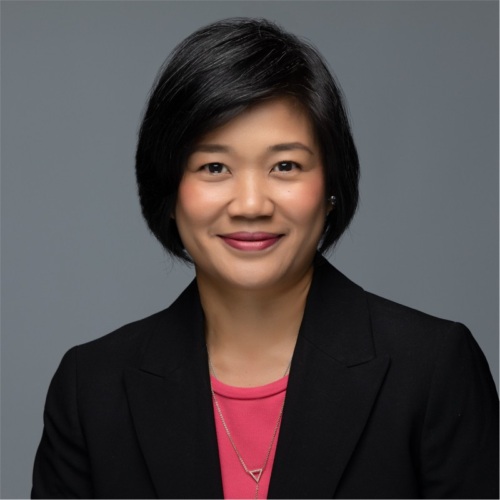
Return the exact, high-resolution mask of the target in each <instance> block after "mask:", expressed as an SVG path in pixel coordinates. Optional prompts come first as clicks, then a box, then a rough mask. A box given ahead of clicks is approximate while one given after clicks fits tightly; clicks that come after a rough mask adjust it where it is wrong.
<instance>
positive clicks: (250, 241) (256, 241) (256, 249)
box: [219, 231, 283, 251]
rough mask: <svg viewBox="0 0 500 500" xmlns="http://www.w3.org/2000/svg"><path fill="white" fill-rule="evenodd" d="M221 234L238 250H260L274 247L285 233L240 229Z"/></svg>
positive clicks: (225, 238)
mask: <svg viewBox="0 0 500 500" xmlns="http://www.w3.org/2000/svg"><path fill="white" fill-rule="evenodd" d="M219 236H220V237H221V238H222V239H223V240H224V242H225V243H226V244H228V245H229V246H230V247H233V248H236V249H237V250H244V251H258V250H265V249H266V248H269V247H272V246H273V245H275V244H276V243H277V242H278V240H279V239H280V238H281V237H282V236H283V235H282V234H276V233H265V232H256V233H248V232H243V231H240V232H237V233H229V234H221V235H219Z"/></svg>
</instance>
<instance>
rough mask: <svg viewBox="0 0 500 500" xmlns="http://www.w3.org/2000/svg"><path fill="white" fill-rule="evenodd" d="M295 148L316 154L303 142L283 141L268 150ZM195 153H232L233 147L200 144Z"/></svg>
mask: <svg viewBox="0 0 500 500" xmlns="http://www.w3.org/2000/svg"><path fill="white" fill-rule="evenodd" d="M295 149H300V150H302V151H307V152H308V153H309V154H311V155H314V153H313V152H312V151H311V149H310V148H308V147H307V146H306V145H305V144H302V143H301V142H283V143H281V144H273V145H272V146H269V147H268V148H267V150H268V151H269V152H272V153H276V152H280V151H293V150H295ZM192 152H193V153H231V152H232V148H231V147H230V146H225V145H223V144H198V145H197V146H195V147H194V148H193V151H192Z"/></svg>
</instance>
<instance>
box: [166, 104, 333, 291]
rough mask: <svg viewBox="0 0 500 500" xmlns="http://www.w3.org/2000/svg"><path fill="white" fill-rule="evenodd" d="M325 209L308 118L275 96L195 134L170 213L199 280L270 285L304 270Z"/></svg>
mask: <svg viewBox="0 0 500 500" xmlns="http://www.w3.org/2000/svg"><path fill="white" fill-rule="evenodd" d="M327 211H328V208H327V203H326V195H325V181H324V173H323V165H322V160H321V156H320V151H319V145H318V144H317V142H316V139H315V135H314V132H313V127H312V123H311V121H310V119H309V118H308V116H307V114H306V112H305V110H304V109H303V108H302V107H301V105H300V104H299V103H298V102H297V101H295V100H292V99H291V98H279V99H274V100H270V101H268V102H265V103H261V104H257V105H255V106H253V107H251V108H250V109H248V110H246V111H244V112H243V113H241V114H240V115H238V116H237V117H236V118H234V119H232V120H231V121H229V122H228V123H227V124H225V125H223V126H221V127H219V128H217V129H215V130H212V131H211V132H209V133H208V134H206V135H205V136H204V137H203V138H202V139H201V140H200V141H199V142H198V143H197V145H196V146H195V148H194V151H193V153H192V154H191V155H190V156H189V158H188V160H187V165H186V169H185V173H184V175H183V177H182V180H181V183H180V186H179V191H178V199H177V205H176V208H175V214H174V217H175V219H176V223H177V227H178V229H179V234H180V236H181V239H182V241H183V243H184V245H185V247H186V250H187V251H188V252H189V254H190V255H191V257H192V259H193V261H194V263H195V266H196V273H197V278H198V280H200V279H202V280H204V281H205V282H207V281H208V282H209V283H212V284H213V285H215V286H227V287H237V288H238V289H248V290H250V289H251V290H268V291H273V290H276V291H278V290H279V289H280V288H282V287H287V286H293V285H294V284H295V283H298V282H300V281H301V280H303V279H304V278H305V277H306V276H308V275H310V273H311V272H312V271H311V269H312V261H313V258H314V254H315V251H316V247H317V244H318V241H319V239H320V237H321V234H322V231H323V227H324V223H325V217H326V215H327Z"/></svg>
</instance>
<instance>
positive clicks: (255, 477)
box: [248, 469, 262, 484]
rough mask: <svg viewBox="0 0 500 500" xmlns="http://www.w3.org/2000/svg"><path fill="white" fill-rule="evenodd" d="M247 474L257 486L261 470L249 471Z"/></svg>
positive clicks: (254, 469) (257, 469)
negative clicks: (255, 482)
mask: <svg viewBox="0 0 500 500" xmlns="http://www.w3.org/2000/svg"><path fill="white" fill-rule="evenodd" d="M248 473H249V474H250V475H251V476H252V478H253V480H254V481H255V482H256V483H257V484H259V481H260V476H262V469H254V470H249V471H248Z"/></svg>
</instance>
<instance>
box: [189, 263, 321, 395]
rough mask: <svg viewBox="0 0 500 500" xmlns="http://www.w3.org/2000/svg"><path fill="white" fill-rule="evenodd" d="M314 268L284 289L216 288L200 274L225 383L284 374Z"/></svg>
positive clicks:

Description of the task.
Extract the lines of the listing from the line containing "474L257 486L261 470L249" up to and including the final line of the listing, reproducing each one verbatim.

Expected output.
rough mask: <svg viewBox="0 0 500 500" xmlns="http://www.w3.org/2000/svg"><path fill="white" fill-rule="evenodd" d="M247 474L257 486L261 470L249 471Z"/></svg>
positive clicks: (254, 469) (257, 469)
negative clicks: (255, 482)
mask: <svg viewBox="0 0 500 500" xmlns="http://www.w3.org/2000/svg"><path fill="white" fill-rule="evenodd" d="M248 473H249V474H250V475H251V476H252V478H253V480H254V481H255V482H256V483H257V484H259V481H260V476H262V469H254V470H249V471H248Z"/></svg>
</instance>
<instance>
box: [189, 263, 321, 395]
rough mask: <svg viewBox="0 0 500 500" xmlns="http://www.w3.org/2000/svg"><path fill="white" fill-rule="evenodd" d="M314 268L284 289L216 288L200 274L225 383L284 374Z"/></svg>
positive clicks:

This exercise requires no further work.